The output should be identical to the entries that follow.
------------------------------------------------------------
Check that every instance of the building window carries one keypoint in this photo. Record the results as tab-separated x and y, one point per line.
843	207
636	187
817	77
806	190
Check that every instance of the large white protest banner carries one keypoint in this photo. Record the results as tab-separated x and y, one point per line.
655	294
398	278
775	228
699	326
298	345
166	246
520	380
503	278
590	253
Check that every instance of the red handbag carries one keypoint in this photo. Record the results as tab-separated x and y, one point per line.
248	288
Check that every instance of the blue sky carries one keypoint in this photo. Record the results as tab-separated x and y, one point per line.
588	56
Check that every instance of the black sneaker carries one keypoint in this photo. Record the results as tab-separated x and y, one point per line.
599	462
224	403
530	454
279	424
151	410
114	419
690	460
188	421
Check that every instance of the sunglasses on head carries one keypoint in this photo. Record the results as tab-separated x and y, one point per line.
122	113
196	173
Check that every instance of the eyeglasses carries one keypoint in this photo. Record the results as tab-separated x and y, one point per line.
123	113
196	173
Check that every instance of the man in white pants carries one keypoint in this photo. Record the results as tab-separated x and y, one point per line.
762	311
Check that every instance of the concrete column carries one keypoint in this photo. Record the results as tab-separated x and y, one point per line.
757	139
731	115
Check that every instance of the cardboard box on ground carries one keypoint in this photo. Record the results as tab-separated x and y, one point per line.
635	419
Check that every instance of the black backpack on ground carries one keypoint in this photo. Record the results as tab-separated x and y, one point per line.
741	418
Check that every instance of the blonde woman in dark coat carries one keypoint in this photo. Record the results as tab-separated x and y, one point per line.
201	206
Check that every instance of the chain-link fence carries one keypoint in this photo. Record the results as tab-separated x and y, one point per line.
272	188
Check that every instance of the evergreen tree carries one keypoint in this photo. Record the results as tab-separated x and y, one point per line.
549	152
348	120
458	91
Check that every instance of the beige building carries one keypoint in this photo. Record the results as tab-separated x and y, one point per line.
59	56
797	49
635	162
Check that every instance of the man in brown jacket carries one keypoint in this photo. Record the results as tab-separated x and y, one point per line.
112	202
------------------------------------------------------------
--- Answer below ---
Check that every instance of the building window carries one keypoint in this photo. Record the results as tab-separated x and y, one point per line.
843	207
636	187
817	77
806	190
Check that every instance of the large white protest banner carries one keypoint in this photo. Record the results as tab-separated x and y, one point per line.
655	294
398	278
775	228
699	326
298	345
166	246
520	380
503	278
590	253
Check that every instance of the red handbag carries one keypoint in this photo. Record the results as tab-separated x and y, one point per line.
248	288
Check that every instance of the blue sky carries one keypoint in this photo. Record the results as tab-separated x and y, one point per line.
588	56
Check that every instance of the black sneaker carries one keypoint in this photo. Record the results as tab-separated x and y, one point per line.
599	462
224	403
530	454
279	424
151	410
114	419
690	460
188	421
Check that every instance of the sunglasses on head carries one keypoint in this photo. Record the results as tab-separated x and y, one point per line.
122	113
196	173
Check that every instance of the eyeglasses carries one keypoint in this photo. Record the results as tab-separated x and y, one point per line.
123	113
196	173
Check that every instance of the man in white pants carries one keypoint in this photo. Record the results as tab-separated x and y, one point per line.
762	311
Check that every instance of the concrete column carries one keypoint in this photo. Record the results as tab-separated x and y, one point per line.
757	139
731	115
Check that every instance of the cardboard box on ground carries one keypoint in this photo. Record the results as tab-separated x and y, one point per line.
635	419
Check that every instance of the black backpack on ground carries one keypoint in this photo. Record the results as tab-separated x and y, one point per line.
741	418
Check that every instance of the blonde woman in dark coat carries one keypoint in this photo. Record the results as tab-separated x and y, one point per line.
201	206
Check that every instance of the chain-link fence carries one keypoint in this photo. Record the results as tab-separated x and y, one point per line.
272	188
Check that every instance of the evergreen tree carries one keypoint in this photo. Record the results as tab-separated x and y, one point per line.
549	152
348	120
458	91
Check that every instance of the beige building carries one keypoint in this photo. Record the results as tab-separated x and y, one point per line.
59	56
797	49
635	162
Check that every instance of the man in brown jacket carries one keypoint in this photo. Record the results as tab-separated x and y, one point per line.
112	202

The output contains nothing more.